> WORK TO BE COMPLETED: Count the lines below that contain the string "Target". Reply with the number alone.

(Pointing and labeling entries)
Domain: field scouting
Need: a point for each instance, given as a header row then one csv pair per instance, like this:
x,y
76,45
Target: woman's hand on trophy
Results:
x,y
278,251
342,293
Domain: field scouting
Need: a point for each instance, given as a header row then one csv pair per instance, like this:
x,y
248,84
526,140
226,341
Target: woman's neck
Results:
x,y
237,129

---

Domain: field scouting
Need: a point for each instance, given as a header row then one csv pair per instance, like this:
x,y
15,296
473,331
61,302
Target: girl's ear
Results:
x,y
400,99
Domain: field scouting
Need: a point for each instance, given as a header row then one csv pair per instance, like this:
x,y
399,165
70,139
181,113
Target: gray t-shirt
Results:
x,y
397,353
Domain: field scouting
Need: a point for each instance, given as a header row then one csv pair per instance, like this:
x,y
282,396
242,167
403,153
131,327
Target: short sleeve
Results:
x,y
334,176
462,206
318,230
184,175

...

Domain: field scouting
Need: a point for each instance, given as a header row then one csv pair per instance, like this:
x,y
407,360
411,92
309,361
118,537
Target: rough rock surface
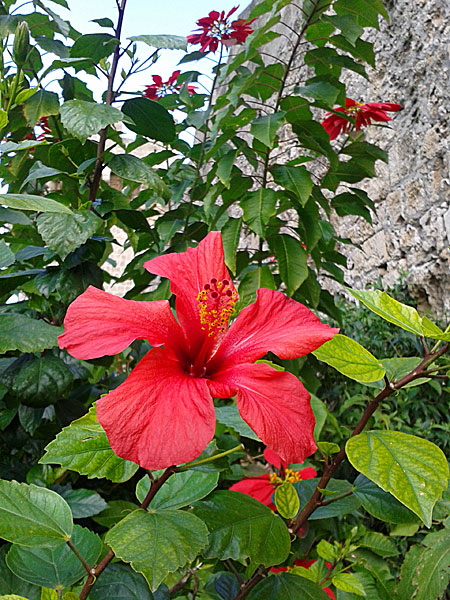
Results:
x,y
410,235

> RESPONSE TO THIS EXERCISE: 6